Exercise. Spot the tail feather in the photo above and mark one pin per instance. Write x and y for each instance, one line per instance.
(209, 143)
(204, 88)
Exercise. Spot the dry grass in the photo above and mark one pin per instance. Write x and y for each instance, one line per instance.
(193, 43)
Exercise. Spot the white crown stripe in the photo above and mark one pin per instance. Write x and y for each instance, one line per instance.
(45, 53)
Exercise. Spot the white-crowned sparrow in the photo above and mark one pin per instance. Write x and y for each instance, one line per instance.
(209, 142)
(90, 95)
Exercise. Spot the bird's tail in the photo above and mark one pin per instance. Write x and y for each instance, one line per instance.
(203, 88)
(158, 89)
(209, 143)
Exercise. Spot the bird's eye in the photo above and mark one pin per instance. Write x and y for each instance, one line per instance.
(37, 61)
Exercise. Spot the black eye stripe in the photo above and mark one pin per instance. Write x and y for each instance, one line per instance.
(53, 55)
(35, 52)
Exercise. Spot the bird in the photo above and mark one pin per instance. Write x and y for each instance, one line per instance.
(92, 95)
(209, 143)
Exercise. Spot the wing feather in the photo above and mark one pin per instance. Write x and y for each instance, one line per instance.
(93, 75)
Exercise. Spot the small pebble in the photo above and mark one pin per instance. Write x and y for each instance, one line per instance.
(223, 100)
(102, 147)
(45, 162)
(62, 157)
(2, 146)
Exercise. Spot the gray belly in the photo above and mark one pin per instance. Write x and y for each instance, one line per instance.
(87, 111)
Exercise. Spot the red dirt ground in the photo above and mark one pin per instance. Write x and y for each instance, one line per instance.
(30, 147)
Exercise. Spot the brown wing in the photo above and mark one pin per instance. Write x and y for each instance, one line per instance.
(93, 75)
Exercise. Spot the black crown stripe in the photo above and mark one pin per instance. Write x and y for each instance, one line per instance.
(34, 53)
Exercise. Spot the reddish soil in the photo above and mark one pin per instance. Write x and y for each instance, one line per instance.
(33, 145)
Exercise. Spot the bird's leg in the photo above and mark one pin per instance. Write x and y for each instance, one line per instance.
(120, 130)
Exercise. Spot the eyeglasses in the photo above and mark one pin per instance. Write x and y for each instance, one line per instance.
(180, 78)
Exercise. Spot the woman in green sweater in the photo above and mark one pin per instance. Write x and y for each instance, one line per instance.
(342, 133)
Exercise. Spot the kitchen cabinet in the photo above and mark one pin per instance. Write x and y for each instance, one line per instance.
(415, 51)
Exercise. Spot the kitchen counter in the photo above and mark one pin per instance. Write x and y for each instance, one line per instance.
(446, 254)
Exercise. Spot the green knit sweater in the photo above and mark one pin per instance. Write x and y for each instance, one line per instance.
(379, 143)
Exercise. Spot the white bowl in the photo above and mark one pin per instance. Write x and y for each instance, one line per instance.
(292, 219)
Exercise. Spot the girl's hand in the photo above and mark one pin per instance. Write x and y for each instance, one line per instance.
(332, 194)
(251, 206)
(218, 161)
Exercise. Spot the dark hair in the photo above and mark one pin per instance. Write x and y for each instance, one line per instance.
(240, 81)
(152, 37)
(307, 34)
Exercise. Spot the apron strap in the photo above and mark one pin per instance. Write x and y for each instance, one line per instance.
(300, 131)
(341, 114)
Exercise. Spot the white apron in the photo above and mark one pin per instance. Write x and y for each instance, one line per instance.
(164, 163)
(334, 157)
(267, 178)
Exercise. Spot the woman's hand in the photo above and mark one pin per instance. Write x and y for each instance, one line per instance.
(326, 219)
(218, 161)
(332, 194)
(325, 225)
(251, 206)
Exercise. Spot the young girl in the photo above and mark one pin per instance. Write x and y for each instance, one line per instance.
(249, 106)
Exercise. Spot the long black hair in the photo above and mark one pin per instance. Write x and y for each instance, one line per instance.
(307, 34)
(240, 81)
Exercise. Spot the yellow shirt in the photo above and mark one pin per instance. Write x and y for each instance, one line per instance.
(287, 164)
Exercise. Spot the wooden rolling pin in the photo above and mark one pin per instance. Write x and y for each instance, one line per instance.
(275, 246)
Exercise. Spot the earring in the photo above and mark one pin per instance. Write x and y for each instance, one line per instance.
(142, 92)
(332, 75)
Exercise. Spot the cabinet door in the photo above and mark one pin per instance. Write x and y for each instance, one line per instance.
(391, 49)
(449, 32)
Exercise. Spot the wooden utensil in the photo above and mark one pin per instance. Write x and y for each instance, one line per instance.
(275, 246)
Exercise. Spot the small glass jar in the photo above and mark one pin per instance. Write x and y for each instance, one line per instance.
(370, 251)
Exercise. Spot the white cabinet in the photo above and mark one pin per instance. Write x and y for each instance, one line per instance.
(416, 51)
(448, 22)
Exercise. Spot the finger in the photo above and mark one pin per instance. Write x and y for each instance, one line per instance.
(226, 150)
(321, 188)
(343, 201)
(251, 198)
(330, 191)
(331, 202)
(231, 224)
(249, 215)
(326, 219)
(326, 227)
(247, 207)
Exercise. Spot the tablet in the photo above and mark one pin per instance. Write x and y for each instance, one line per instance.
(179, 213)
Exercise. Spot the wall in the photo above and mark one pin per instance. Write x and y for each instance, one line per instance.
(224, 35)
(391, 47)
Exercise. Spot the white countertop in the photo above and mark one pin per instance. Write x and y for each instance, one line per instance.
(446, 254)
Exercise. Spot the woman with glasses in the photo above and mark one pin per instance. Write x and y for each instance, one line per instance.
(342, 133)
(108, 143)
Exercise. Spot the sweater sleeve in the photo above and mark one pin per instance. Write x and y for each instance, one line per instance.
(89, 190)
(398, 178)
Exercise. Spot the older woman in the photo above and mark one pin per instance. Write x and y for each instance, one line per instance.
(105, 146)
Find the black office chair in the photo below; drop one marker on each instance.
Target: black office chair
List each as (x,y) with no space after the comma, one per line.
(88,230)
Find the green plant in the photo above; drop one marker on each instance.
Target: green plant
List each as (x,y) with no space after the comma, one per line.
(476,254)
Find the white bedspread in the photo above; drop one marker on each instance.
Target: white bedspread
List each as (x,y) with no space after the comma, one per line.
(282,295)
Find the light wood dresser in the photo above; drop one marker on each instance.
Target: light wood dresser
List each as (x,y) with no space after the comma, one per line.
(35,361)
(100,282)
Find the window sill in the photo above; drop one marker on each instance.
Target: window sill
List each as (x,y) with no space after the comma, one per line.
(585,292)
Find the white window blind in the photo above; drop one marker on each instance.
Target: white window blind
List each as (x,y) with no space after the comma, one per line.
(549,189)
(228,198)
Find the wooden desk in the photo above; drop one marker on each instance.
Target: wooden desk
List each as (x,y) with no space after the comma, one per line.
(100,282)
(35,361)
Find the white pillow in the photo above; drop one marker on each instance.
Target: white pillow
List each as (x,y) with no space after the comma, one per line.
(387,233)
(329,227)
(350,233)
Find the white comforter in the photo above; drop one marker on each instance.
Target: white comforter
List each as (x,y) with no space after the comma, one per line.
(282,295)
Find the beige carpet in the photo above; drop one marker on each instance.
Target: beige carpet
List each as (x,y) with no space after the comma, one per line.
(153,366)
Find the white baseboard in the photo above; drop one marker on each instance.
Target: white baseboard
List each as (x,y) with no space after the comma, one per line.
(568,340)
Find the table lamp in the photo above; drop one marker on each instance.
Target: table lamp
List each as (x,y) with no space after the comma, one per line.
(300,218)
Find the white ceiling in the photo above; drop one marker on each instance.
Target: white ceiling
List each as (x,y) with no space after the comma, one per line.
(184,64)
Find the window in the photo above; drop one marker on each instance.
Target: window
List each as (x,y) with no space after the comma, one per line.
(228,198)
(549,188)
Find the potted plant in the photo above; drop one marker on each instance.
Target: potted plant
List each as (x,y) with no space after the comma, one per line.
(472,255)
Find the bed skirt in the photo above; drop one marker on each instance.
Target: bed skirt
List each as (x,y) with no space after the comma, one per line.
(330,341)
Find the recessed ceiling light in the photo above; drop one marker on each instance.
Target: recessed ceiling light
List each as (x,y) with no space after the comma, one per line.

• Prompt: Please give only the number of lines above that contain the word "chair".

• Written response: 2